* Supplied passage
Even if we should be cautious in our tools of measurement, the act of measuring is definitely something found in much of our church functions. We keep rolls for attendance, record payments of tithes and offerings, we measure vital factors in the progress and performance of missionary work. The culture of measured performance can be found in many areas. My personal favorite comes from BYU Devotionals when they invariably read a curriculum vitae of the speaker and extol their accomplishments.

We cannot escape some worldly yardsticks as a measure of a man. Upon entering the workforce, men face performance reviews and will strive to achieve what is sought after by his superiors. There is hope in every man that they will perform at a level that will merit continued employment and, hopefully, increased wages.

In our difficult economy, I have known many who have lost their jobs and I have seen how it devastates them.  It's not just the economic stress they feel, it's their loss of self worth that really kills them. Providing for the family is what they are supposed to do; it defines them. The loss of that ability cuts to the core of how they define themselves. I know one devout Mormon who, after losing his job decided to stop going to the temple. He went nearly every week prior to losing his job. He simply felt unworthy to attend having now been rendered unable to provide for his family for many months.

* Goal of the exercise
Could you continue the passage on measuring a man's worth, starting after its final sentence?

* Position annotation listing
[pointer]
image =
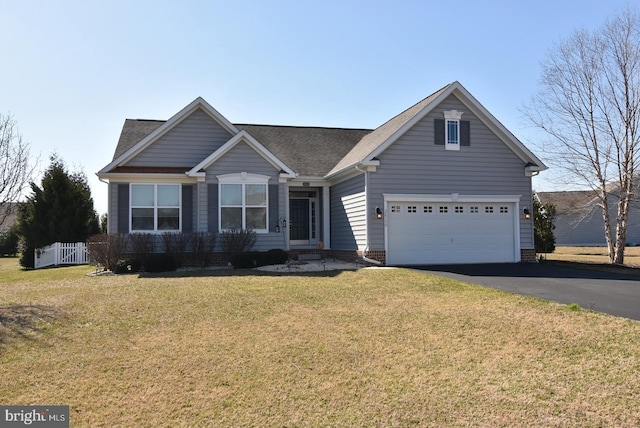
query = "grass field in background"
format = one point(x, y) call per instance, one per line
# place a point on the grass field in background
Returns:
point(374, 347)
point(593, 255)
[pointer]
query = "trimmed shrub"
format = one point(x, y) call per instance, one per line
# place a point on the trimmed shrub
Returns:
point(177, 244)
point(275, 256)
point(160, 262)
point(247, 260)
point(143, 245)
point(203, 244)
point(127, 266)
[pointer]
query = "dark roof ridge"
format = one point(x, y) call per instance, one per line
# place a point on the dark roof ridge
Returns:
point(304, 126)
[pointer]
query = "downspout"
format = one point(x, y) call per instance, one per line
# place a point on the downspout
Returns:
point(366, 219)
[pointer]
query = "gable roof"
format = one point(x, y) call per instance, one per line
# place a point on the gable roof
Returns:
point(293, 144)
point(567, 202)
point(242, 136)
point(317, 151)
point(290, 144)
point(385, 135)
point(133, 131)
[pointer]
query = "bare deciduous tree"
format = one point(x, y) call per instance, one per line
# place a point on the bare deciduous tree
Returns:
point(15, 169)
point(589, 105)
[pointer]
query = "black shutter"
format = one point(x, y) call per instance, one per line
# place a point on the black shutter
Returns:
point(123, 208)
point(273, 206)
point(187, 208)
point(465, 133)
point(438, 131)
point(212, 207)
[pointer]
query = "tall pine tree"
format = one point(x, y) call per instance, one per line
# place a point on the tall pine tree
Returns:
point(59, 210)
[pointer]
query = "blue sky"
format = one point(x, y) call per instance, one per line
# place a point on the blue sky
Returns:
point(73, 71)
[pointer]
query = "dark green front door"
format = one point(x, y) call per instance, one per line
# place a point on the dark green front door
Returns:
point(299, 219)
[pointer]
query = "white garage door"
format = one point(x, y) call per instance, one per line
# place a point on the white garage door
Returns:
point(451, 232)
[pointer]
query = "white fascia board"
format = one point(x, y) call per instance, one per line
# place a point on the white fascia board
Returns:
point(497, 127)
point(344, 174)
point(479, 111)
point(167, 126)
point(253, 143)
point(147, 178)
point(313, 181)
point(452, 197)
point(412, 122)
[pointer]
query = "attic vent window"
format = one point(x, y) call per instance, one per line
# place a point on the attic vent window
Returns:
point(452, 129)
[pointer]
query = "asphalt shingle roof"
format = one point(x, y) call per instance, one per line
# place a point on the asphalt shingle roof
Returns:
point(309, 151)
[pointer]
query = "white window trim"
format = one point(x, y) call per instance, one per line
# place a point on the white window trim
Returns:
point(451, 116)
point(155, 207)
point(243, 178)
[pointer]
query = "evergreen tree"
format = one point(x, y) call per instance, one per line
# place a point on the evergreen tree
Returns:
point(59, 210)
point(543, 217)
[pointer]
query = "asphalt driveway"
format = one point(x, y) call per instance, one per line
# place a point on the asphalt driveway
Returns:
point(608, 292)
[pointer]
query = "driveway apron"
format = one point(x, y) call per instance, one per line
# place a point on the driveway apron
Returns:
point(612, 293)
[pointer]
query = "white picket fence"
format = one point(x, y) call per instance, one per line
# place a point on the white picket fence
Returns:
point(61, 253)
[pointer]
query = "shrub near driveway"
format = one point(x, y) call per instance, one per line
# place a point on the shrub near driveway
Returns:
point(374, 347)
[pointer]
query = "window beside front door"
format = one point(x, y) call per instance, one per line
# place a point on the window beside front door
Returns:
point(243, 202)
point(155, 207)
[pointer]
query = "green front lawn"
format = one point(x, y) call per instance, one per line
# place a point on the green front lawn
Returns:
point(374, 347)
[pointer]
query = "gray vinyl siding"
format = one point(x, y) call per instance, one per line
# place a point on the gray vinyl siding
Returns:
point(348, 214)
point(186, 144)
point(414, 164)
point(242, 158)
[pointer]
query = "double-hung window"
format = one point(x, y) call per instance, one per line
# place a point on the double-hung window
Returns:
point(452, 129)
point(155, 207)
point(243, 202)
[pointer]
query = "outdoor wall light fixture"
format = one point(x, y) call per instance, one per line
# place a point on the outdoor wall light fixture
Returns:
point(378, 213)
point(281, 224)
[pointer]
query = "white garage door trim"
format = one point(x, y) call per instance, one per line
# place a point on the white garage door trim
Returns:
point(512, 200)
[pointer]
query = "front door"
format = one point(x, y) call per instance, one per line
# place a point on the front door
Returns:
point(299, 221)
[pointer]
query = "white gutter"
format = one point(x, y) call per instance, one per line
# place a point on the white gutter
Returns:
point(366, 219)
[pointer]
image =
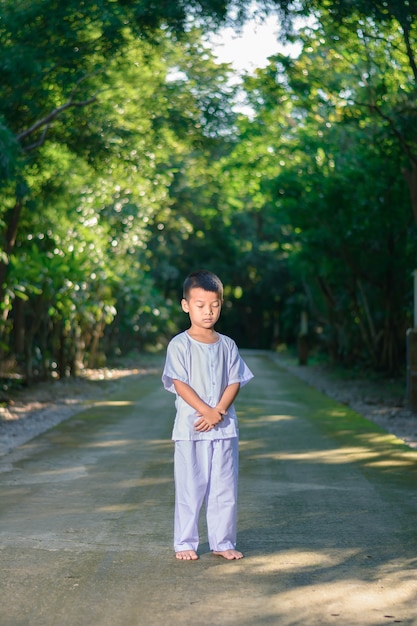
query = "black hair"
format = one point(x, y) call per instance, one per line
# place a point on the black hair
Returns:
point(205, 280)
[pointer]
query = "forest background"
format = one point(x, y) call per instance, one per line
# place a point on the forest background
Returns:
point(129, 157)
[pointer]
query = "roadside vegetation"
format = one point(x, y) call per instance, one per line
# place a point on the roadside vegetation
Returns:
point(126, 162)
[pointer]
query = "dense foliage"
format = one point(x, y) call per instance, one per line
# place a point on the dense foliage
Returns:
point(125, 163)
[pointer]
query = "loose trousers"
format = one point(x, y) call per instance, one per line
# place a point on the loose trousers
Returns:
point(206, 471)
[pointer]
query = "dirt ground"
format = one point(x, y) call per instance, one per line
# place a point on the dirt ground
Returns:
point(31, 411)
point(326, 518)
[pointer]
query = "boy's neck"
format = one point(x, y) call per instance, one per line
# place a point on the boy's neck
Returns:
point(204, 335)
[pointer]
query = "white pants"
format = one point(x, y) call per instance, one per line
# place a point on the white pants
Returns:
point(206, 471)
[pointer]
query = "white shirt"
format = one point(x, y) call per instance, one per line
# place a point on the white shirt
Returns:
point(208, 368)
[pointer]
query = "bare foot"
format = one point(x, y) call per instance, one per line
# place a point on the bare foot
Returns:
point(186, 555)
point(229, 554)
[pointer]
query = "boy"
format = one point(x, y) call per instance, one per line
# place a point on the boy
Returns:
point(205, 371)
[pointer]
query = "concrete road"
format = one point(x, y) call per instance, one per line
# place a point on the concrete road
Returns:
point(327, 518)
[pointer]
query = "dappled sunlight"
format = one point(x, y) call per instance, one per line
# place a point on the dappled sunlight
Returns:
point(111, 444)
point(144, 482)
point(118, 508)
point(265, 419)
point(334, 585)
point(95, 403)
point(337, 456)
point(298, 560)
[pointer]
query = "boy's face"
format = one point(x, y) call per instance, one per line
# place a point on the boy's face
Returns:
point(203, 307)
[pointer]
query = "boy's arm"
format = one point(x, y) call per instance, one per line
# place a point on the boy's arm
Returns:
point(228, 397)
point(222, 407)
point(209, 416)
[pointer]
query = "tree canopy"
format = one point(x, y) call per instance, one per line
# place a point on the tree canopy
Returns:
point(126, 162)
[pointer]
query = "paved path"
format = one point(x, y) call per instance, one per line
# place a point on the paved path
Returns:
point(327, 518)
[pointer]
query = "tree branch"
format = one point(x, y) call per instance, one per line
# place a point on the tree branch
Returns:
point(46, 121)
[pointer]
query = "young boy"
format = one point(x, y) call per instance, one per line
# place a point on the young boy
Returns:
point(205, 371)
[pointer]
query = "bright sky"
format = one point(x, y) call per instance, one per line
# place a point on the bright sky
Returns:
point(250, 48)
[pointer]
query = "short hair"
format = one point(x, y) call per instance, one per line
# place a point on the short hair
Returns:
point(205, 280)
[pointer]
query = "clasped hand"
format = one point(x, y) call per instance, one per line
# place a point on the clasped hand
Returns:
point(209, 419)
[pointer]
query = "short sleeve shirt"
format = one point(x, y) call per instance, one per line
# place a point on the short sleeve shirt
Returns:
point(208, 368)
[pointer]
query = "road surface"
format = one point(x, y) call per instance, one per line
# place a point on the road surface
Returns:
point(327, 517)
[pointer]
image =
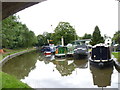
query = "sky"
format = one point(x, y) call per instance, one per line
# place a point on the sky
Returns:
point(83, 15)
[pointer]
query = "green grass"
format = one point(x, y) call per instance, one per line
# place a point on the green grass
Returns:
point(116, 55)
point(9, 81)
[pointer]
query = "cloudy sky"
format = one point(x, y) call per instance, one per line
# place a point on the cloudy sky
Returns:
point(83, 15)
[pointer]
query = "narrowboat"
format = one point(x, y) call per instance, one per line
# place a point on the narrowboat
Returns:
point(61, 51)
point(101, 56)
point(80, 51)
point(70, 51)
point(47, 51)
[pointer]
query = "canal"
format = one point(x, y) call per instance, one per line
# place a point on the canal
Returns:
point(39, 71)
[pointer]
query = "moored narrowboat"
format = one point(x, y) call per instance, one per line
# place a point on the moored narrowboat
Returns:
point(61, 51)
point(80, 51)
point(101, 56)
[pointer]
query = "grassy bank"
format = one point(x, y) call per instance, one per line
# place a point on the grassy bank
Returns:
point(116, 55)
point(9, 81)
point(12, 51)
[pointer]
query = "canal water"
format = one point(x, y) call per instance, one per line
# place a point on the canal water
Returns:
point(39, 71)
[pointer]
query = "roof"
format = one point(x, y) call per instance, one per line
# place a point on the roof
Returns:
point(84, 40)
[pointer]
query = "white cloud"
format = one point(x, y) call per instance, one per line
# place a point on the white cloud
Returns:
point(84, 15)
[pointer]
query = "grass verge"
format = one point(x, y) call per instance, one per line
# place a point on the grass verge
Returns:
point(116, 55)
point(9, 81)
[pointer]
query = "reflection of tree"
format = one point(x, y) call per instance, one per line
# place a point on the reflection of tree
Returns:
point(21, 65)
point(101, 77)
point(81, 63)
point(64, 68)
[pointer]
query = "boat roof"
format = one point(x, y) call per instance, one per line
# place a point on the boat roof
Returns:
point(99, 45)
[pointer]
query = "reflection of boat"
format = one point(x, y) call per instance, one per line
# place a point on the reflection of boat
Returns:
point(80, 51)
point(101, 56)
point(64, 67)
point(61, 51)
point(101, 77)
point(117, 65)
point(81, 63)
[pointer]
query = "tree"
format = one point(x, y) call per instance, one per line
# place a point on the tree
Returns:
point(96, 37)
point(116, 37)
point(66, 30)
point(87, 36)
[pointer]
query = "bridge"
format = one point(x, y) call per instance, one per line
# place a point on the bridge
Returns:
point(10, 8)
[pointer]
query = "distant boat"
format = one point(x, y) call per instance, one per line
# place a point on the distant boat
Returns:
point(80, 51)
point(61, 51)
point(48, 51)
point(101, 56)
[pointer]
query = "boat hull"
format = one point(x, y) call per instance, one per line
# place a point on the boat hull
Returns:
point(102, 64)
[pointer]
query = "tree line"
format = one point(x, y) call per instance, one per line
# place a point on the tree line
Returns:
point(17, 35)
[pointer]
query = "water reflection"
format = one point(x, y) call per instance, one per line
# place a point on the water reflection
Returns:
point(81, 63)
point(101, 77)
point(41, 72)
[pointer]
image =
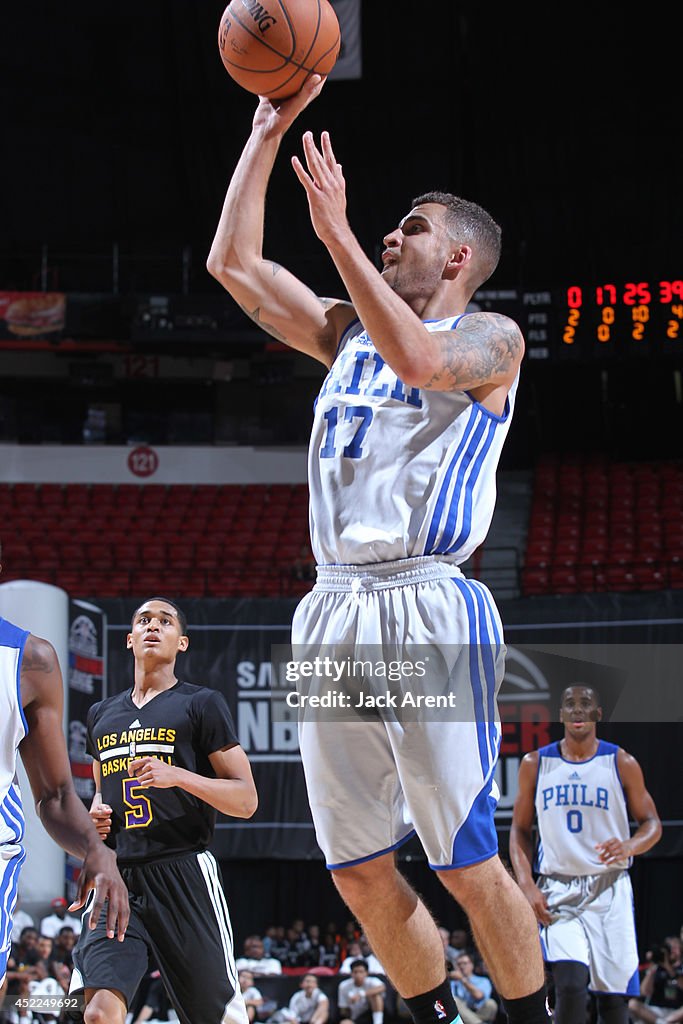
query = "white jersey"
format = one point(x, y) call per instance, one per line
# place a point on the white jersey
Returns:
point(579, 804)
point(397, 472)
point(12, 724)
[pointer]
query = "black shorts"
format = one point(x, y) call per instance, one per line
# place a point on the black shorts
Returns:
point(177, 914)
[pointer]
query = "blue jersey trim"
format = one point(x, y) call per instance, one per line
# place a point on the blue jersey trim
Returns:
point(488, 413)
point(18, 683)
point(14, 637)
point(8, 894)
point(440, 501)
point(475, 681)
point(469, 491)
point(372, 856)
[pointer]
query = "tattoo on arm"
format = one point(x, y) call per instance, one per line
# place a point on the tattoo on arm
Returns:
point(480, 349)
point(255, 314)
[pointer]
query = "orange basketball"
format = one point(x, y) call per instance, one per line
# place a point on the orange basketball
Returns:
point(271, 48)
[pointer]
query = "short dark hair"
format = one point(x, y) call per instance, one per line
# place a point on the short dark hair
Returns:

* Exercise output
It seems silly to me as I state it, but would I feel any different upon the loss of my job, especially with a verse like 1 Timothy 5:8 hovering over me? It is a struggle because the principal tool by which men measure themselves has been taken away. They can’t even be counted worthy of measure.

It's easy to say at we need to be cautious of this; but so long as we value measurements, we will seek them and many will come from worldly standards.

There is no doubt that the working woman is equally interested in success in these same areas. And uses the same form of measurement and if it lost would feel the same sense of despair. So if both men and women rely on this, what happens to the person whose work does not come with the capacity for measurement.

There is a common belief that the benefits of motherhood are immeasurable. This means that what motherhood does for the child, the father, the family, and all of society is beyond anything that we can comprehend. We can't begin to measure it's greatness. I fully agree with this. But in this greatness a challenge exists. If a woman chooses a life of full time motherhood, how can she measure her own worth? How should she measure it? What tools of measurement are to be found?

Is it in the choices of the children? This is difficult where free agency is a factor. Is it in the clean home or the home-cooked meal? What is the measure of a woman dedicated to serving her family?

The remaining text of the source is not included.